TASK OBJECTIVE: Exactly as written, print every line of the listing below and omit its pictures.

INFORMATION SUPPLIED:
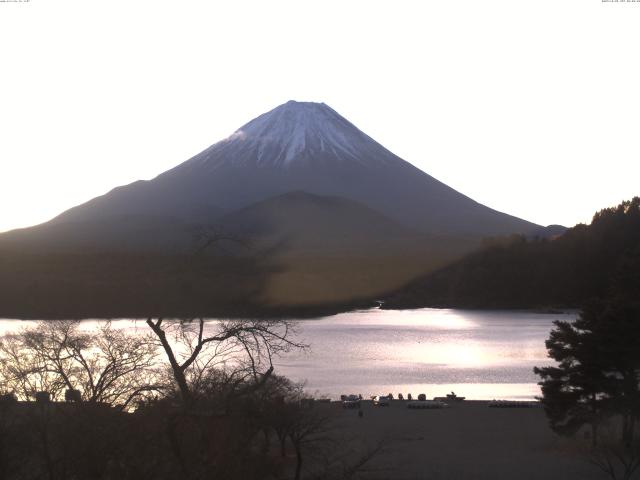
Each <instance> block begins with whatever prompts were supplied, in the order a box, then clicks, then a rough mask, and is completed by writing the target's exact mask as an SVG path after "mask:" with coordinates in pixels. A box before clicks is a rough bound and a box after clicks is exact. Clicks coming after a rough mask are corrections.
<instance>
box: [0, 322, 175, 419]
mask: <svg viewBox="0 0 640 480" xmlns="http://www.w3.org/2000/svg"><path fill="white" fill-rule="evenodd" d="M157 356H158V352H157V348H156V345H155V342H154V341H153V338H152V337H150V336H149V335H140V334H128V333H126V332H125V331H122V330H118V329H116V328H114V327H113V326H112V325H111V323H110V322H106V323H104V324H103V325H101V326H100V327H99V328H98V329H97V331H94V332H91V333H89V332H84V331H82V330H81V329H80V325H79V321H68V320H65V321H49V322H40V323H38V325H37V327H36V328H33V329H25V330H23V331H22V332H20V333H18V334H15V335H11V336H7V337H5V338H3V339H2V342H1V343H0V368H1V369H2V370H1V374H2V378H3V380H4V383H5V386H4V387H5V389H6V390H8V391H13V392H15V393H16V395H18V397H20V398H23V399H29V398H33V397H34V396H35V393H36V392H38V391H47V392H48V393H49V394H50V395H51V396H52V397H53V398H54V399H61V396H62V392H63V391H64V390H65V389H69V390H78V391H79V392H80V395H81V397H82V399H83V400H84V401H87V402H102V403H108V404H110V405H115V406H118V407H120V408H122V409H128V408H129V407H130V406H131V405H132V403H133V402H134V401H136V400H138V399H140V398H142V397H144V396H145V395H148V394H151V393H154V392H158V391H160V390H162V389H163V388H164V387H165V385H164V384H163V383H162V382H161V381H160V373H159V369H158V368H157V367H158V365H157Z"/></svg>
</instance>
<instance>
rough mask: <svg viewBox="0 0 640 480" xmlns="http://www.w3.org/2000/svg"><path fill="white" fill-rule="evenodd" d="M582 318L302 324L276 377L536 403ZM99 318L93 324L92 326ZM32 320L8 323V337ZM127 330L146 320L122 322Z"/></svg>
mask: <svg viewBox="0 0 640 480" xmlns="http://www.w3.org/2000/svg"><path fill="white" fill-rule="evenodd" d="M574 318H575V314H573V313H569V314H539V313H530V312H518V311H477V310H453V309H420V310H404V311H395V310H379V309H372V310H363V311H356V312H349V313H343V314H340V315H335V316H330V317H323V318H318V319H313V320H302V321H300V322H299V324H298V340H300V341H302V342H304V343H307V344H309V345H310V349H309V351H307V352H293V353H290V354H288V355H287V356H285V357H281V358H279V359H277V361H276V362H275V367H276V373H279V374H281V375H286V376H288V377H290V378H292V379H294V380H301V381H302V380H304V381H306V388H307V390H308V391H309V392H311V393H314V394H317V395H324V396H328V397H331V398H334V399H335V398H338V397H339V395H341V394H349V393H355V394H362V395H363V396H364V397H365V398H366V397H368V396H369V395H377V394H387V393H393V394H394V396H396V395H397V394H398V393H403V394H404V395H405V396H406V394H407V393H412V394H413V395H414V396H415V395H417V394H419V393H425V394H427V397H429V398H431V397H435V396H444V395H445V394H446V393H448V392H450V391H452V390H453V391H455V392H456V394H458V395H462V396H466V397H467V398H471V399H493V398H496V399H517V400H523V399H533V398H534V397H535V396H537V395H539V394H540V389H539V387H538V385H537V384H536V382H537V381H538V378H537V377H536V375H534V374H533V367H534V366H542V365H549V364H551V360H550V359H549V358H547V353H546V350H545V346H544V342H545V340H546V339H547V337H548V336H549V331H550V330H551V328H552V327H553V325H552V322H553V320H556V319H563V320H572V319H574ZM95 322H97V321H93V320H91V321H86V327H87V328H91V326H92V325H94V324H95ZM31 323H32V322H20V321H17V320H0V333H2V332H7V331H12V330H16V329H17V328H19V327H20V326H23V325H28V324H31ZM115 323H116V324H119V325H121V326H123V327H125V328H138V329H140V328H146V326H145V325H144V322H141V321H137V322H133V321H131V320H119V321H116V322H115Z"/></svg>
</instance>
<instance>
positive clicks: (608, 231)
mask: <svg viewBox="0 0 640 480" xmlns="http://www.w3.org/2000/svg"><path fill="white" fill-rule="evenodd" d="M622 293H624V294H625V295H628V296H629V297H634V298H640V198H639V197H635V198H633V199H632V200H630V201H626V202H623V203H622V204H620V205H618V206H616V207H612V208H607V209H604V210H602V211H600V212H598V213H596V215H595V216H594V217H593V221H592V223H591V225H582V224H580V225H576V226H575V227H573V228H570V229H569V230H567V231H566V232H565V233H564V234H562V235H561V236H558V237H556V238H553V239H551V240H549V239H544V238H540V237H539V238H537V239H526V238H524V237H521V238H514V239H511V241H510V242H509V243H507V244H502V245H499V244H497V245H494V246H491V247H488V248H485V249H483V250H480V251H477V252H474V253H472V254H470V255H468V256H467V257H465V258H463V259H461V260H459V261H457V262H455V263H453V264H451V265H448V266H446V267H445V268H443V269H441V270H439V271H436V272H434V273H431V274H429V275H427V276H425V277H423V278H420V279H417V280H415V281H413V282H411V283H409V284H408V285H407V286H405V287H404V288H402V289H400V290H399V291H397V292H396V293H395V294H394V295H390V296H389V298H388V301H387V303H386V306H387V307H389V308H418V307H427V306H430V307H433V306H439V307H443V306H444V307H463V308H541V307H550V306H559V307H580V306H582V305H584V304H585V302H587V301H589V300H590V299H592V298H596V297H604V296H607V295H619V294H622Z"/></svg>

RESULT BELOW:
Each <instance> block begins with whatever prompts were supplied, in the order a box, then clicks, then a rough mask, and is completed by writing the target's exact mask as an SVG path after "mask:" with coordinates in pixels. A box before clicks is a rough bound and a box after clicks is exact. Clicks coming after a rough mask are corrections.
<instance>
box: [0, 322, 175, 419]
mask: <svg viewBox="0 0 640 480" xmlns="http://www.w3.org/2000/svg"><path fill="white" fill-rule="evenodd" d="M157 356H158V352H157V348H156V345H155V342H154V341H153V338H152V337H150V336H149V335H140V334H128V333H126V332H125V331H122V330H118V329H116V328H114V327H113V326H112V325H111V323H110V322H106V323H104V324H103V325H101V326H100V327H99V328H98V329H97V331H94V332H91V333H89V332H84V331H82V330H81V329H80V325H79V321H68V320H65V321H49V322H40V323H38V325H37V327H36V328H33V329H25V330H23V331H22V332H20V333H18V334H15V335H11V336H7V337H5V338H3V339H2V342H1V343H0V368H1V369H2V370H1V374H2V378H3V380H4V383H5V386H4V387H5V389H6V390H8V391H13V392H15V393H16V395H18V397H20V398H23V399H29V398H33V397H34V396H35V393H36V392H38V391H47V392H48V393H49V394H50V395H51V396H52V397H53V398H54V399H61V396H62V392H63V391H64V390H65V389H69V390H78V391H79V392H80V395H81V397H82V399H83V400H84V401H87V402H102V403H108V404H110V405H115V406H118V407H120V408H122V409H128V408H129V407H130V406H131V405H132V403H133V402H134V401H136V400H138V399H140V398H142V397H144V396H145V395H148V394H151V393H154V392H158V391H160V390H162V389H163V388H164V387H165V385H164V384H163V383H162V382H161V381H160V373H159V369H158V368H157V367H158V365H157Z"/></svg>
</instance>
<instance>
rough mask: <svg viewBox="0 0 640 480" xmlns="http://www.w3.org/2000/svg"><path fill="white" fill-rule="evenodd" d="M582 318L302 324L276 377L536 403ZM99 318L93 324L92 326ZM32 320L8 323V337ZM127 330L146 320L122 322Z"/></svg>
mask: <svg viewBox="0 0 640 480" xmlns="http://www.w3.org/2000/svg"><path fill="white" fill-rule="evenodd" d="M574 318H575V314H573V313H569V314H539V313H530V312H518V311H477V310H453V309H420V310H404V311H395V310H379V309H372V310H363V311H356V312H349V313H343V314H340V315H335V316H330V317H323V318H318V319H313V320H302V321H300V322H299V324H298V340H300V341H302V342H304V343H307V344H309V345H310V349H309V351H307V352H293V353H290V354H288V355H287V356H285V357H281V358H279V359H277V361H276V362H275V367H276V373H279V374H281V375H286V376H288V377H290V378H292V379H294V380H301V381H302V380H304V381H306V388H307V390H308V391H309V392H311V393H314V394H317V395H324V396H328V397H331V398H334V399H335V398H338V397H339V395H341V394H349V393H355V394H362V395H363V396H364V397H365V398H366V397H368V396H369V395H377V394H387V393H393V394H394V396H396V395H397V394H398V393H403V394H404V395H405V396H406V394H407V393H412V394H413V395H414V396H415V395H417V394H419V393H425V394H427V397H429V398H431V397H435V396H444V395H445V394H446V393H448V392H450V391H452V390H453V391H455V392H456V394H458V395H462V396H466V397H467V398H471V399H493V398H496V399H517V400H523V399H533V398H534V397H535V396H537V395H539V394H540V389H539V387H538V385H537V384H536V382H537V381H538V378H537V377H536V375H534V374H533V367H534V366H542V365H549V364H551V360H550V359H549V358H547V353H546V350H545V346H544V342H545V340H546V339H547V337H548V336H549V331H550V330H551V328H552V327H553V325H552V322H553V320H556V319H563V320H572V319H574ZM95 322H97V321H93V320H91V321H86V327H87V328H91V326H92V325H94V324H95ZM31 323H32V322H20V321H17V320H0V333H2V332H7V331H12V330H16V329H17V328H19V327H20V326H23V325H28V324H31ZM115 323H116V324H119V325H121V326H123V327H125V328H138V329H140V328H146V326H145V325H144V322H141V321H137V322H133V321H131V320H119V321H116V322H115Z"/></svg>
</instance>
<instance>
positive clicks: (608, 231)
mask: <svg viewBox="0 0 640 480" xmlns="http://www.w3.org/2000/svg"><path fill="white" fill-rule="evenodd" d="M622 293H624V294H625V295H628V296H629V297H634V298H640V198H639V197H635V198H633V199H632V200H630V201H626V202H623V203H622V204H620V205H618V206H616V207H612V208H607V209H604V210H602V211H600V212H598V213H596V215H595V216H594V217H593V221H592V223H591V225H582V224H580V225H576V226H575V227H573V228H570V229H569V230H567V231H566V232H565V233H564V234H562V235H561V236H558V237H556V238H553V239H551V240H549V239H544V238H540V237H539V238H537V239H526V238H524V237H521V238H514V239H511V241H510V242H509V243H507V244H502V245H499V244H497V245H494V246H491V247H488V248H485V249H483V250H480V251H477V252H474V253H472V254H470V255H468V256H467V257H465V258H463V259H461V260H459V261H457V262H455V263H453V264H451V265H448V266H446V267H445V268H443V269H441V270H439V271H436V272H434V273H431V274H429V275H427V276H425V277H423V278H420V279H417V280H415V281H413V282H411V283H409V284H408V285H407V286H405V287H404V288H402V289H400V290H399V291H397V292H396V293H395V294H394V295H390V296H389V298H388V301H387V303H386V306H387V307H389V308H418V307H427V306H430V307H433V306H439V307H443V306H444V307H463V308H541V307H550V306H559V307H580V306H582V305H584V304H585V302H587V301H589V300H590V299H592V298H596V297H604V296H607V295H619V294H622Z"/></svg>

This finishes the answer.